Task to complete
According to the opinion piece on the Baltimore protest, in what season and year was the STORM Handbook published?

Provided text
===

Building trust: The high road for America

Once again in the news there’s another “peaceful protest” organized by various black activist organizations that’s turned violent.  This time it’s Baltimore, MD.  The Last Refuge blog extensively chronicles what they term the “black grievance industry” and noted the alarming ISIS hand signs being flashed by some protestors at the latest rally.  To really understand the spreading mayhem, I recommend reading:  STORM Handbook: “Reclaiming The Revolution (Standing Together to Organize a Revolutionary Movement)”  – Published in Spring 2004.   Van Jones, one time Obama nominee to be the Special Advisor on green jobs and avowed Marxist, was one of the key architects of this STORM movement.    Valerie Jarrett, sitting right in the White House, has been a long-time Van Jones supporter.

With escalating racial tensions and ramped up attacks against the police and white people in general, don’t believe that the protests are in reaction to specific incidents.  In my opinion, what’s going on is black activist organizations, quite effectively, are using the STORM playbook to fundamentally transform America.  Along the road, many less radical groups and Americans will be duped into believing the rhetoric, but these will be just more useful idiots, who will be discarded when the “resistance” boils over to the “revolution” stage .  The press will be fed a diet of misinformation to keep them in line too.

===

Recorded data

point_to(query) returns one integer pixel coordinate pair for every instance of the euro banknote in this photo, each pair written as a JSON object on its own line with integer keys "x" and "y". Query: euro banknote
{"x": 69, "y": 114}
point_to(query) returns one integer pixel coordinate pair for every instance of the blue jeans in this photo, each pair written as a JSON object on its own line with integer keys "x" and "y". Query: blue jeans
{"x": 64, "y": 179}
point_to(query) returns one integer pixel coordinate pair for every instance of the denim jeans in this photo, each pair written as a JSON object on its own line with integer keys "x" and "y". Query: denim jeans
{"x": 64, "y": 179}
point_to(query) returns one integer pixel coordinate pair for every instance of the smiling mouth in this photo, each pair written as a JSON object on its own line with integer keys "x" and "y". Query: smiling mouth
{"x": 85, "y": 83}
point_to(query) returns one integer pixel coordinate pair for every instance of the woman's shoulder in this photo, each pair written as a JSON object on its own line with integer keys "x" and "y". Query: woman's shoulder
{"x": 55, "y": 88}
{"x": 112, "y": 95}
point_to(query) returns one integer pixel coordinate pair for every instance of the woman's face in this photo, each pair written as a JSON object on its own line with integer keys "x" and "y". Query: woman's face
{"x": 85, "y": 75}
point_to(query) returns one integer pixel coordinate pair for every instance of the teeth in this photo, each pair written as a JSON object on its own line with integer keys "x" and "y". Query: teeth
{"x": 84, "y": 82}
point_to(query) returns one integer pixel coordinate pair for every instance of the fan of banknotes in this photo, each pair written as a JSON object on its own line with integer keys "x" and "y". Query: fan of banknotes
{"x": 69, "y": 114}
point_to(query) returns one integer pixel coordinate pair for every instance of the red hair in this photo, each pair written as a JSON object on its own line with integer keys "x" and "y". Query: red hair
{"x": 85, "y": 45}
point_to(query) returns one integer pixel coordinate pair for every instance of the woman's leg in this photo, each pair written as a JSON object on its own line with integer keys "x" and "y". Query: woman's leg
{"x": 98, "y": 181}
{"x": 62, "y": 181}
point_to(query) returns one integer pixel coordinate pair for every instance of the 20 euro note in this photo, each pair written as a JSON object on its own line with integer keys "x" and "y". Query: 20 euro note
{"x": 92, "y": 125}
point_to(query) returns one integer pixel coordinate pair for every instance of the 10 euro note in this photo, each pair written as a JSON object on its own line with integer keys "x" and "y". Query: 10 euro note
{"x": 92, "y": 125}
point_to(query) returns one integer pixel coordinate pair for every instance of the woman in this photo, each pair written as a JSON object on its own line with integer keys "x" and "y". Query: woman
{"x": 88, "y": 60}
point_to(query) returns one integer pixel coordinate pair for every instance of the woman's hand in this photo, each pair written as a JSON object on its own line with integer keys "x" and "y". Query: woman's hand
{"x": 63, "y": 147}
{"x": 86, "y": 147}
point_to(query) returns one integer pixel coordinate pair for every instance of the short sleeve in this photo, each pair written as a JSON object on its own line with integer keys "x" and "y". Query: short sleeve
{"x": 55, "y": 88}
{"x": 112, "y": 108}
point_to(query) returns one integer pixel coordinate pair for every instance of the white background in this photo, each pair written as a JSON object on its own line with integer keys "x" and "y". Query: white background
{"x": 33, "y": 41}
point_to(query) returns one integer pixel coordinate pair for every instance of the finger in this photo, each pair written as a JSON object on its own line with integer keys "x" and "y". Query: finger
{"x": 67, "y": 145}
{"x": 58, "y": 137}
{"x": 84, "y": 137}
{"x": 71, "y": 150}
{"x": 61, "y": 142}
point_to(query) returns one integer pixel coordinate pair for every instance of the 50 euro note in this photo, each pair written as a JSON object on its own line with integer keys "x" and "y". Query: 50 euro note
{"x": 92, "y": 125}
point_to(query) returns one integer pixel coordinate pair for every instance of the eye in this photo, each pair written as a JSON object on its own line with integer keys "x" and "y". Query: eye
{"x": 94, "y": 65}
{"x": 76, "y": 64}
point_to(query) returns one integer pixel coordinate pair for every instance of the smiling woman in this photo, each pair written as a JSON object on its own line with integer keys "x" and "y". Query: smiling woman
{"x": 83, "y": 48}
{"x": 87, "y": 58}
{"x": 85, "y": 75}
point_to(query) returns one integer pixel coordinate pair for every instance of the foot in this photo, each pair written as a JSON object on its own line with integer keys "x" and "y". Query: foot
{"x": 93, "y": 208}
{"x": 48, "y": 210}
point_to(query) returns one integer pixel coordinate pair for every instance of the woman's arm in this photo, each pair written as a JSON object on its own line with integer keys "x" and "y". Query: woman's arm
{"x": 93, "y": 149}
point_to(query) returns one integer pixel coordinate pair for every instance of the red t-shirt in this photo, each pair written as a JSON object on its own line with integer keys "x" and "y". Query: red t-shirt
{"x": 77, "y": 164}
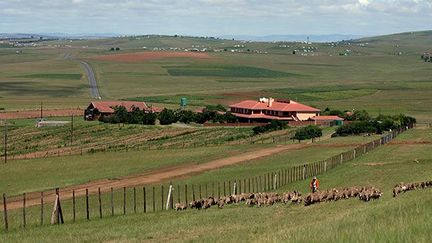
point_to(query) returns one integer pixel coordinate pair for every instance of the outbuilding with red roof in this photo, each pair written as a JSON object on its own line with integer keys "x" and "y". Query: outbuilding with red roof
{"x": 266, "y": 109}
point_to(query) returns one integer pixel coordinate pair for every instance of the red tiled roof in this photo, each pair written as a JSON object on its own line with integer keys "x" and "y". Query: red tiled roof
{"x": 326, "y": 118}
{"x": 263, "y": 116}
{"x": 276, "y": 106}
{"x": 107, "y": 106}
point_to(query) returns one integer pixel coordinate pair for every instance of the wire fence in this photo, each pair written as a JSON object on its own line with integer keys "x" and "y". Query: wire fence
{"x": 36, "y": 209}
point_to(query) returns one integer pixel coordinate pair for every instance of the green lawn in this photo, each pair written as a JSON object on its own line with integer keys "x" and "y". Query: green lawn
{"x": 402, "y": 219}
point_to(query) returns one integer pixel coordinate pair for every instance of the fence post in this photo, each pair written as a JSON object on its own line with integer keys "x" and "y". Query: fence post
{"x": 162, "y": 197}
{"x": 100, "y": 203}
{"x": 41, "y": 208}
{"x": 124, "y": 200}
{"x": 73, "y": 206}
{"x": 178, "y": 193}
{"x": 304, "y": 172}
{"x": 24, "y": 213}
{"x": 134, "y": 200}
{"x": 112, "y": 201}
{"x": 87, "y": 206}
{"x": 186, "y": 193}
{"x": 167, "y": 206}
{"x": 154, "y": 201}
{"x": 5, "y": 212}
{"x": 144, "y": 200}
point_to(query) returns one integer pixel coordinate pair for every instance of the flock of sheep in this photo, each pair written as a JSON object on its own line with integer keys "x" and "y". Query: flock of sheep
{"x": 404, "y": 187}
{"x": 267, "y": 199}
{"x": 363, "y": 193}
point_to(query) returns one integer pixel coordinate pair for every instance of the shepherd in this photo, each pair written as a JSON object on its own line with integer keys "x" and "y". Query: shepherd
{"x": 314, "y": 184}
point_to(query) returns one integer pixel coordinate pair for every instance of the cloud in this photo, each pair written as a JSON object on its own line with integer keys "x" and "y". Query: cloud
{"x": 215, "y": 16}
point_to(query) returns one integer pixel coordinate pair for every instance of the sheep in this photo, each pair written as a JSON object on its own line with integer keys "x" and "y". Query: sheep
{"x": 180, "y": 206}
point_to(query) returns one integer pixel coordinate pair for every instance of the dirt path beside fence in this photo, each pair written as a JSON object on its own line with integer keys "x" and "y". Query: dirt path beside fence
{"x": 151, "y": 177}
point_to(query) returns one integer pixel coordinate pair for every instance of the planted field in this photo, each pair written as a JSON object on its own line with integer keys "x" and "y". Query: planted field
{"x": 349, "y": 218}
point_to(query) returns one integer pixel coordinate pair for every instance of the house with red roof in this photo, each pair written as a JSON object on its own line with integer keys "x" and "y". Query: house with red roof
{"x": 266, "y": 109}
{"x": 98, "y": 109}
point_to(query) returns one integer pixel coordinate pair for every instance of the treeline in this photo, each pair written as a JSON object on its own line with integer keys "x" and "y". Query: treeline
{"x": 427, "y": 57}
{"x": 366, "y": 124}
{"x": 216, "y": 114}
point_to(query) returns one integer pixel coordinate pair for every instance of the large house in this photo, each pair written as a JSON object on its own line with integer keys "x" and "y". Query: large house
{"x": 266, "y": 109}
{"x": 98, "y": 109}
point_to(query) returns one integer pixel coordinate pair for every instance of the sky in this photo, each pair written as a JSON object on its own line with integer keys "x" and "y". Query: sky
{"x": 216, "y": 17}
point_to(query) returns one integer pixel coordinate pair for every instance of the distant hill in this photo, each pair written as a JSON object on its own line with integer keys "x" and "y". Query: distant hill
{"x": 312, "y": 38}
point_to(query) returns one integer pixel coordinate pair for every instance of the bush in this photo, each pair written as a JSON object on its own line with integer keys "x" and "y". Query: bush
{"x": 309, "y": 132}
{"x": 377, "y": 125}
{"x": 167, "y": 117}
{"x": 272, "y": 126}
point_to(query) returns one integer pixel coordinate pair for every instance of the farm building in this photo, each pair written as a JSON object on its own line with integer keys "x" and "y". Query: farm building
{"x": 266, "y": 109}
{"x": 98, "y": 109}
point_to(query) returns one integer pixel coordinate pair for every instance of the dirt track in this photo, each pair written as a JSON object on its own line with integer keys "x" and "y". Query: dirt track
{"x": 150, "y": 177}
{"x": 36, "y": 113}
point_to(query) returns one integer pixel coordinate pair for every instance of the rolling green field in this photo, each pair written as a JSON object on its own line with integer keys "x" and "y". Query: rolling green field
{"x": 405, "y": 218}
{"x": 370, "y": 77}
{"x": 383, "y": 75}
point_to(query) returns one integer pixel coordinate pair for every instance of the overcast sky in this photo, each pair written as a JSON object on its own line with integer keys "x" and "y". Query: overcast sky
{"x": 215, "y": 17}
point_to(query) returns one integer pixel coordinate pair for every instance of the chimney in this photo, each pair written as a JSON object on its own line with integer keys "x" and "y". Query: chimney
{"x": 270, "y": 102}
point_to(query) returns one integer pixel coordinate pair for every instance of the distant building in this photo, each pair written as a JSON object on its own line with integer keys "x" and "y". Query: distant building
{"x": 98, "y": 109}
{"x": 267, "y": 109}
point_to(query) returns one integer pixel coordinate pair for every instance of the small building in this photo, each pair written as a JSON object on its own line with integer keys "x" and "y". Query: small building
{"x": 330, "y": 120}
{"x": 267, "y": 109}
{"x": 98, "y": 109}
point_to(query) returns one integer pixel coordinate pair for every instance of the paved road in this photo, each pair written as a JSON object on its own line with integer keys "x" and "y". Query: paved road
{"x": 91, "y": 79}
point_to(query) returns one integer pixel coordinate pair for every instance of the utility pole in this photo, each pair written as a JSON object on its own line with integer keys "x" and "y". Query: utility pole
{"x": 72, "y": 130}
{"x": 5, "y": 141}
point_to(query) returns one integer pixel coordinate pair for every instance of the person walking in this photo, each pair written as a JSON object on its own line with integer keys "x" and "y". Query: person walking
{"x": 314, "y": 185}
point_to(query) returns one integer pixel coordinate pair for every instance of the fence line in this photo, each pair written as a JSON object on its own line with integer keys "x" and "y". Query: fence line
{"x": 111, "y": 203}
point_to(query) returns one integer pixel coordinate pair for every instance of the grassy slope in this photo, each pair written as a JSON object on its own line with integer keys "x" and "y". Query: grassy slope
{"x": 401, "y": 219}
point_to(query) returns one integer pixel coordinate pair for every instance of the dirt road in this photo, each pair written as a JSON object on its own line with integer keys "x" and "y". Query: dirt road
{"x": 91, "y": 79}
{"x": 150, "y": 177}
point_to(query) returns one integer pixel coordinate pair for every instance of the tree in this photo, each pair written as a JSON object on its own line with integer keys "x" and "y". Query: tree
{"x": 167, "y": 117}
{"x": 309, "y": 132}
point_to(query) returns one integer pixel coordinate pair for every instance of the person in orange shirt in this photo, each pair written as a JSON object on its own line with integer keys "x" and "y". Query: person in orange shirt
{"x": 314, "y": 184}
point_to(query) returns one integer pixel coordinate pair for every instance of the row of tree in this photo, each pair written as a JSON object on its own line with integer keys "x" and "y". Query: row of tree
{"x": 216, "y": 114}
{"x": 427, "y": 57}
{"x": 377, "y": 125}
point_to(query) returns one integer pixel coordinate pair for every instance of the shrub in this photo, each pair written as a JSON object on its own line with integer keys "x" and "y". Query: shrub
{"x": 309, "y": 132}
{"x": 272, "y": 126}
{"x": 167, "y": 117}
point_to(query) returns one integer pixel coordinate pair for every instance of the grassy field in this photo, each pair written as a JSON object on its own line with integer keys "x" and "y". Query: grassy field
{"x": 405, "y": 218}
{"x": 370, "y": 77}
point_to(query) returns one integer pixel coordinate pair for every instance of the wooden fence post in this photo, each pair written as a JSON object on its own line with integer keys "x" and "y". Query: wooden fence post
{"x": 144, "y": 201}
{"x": 41, "y": 208}
{"x": 87, "y": 206}
{"x": 134, "y": 199}
{"x": 5, "y": 212}
{"x": 124, "y": 200}
{"x": 186, "y": 194}
{"x": 154, "y": 202}
{"x": 304, "y": 172}
{"x": 178, "y": 193}
{"x": 162, "y": 197}
{"x": 112, "y": 201}
{"x": 100, "y": 203}
{"x": 24, "y": 212}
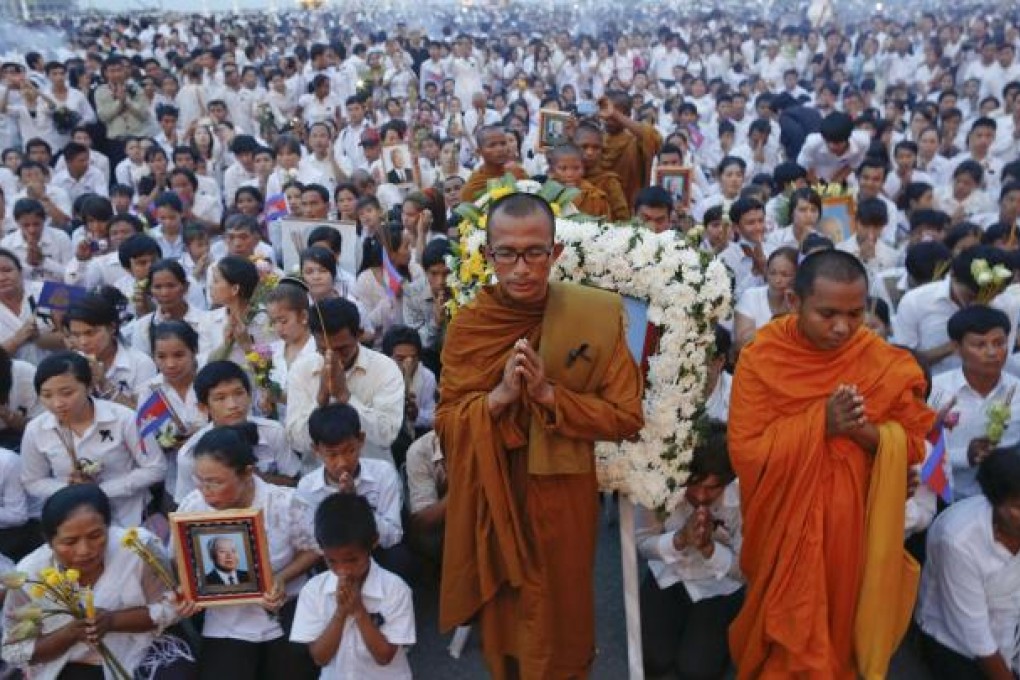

===

Written reply
Spring 2004.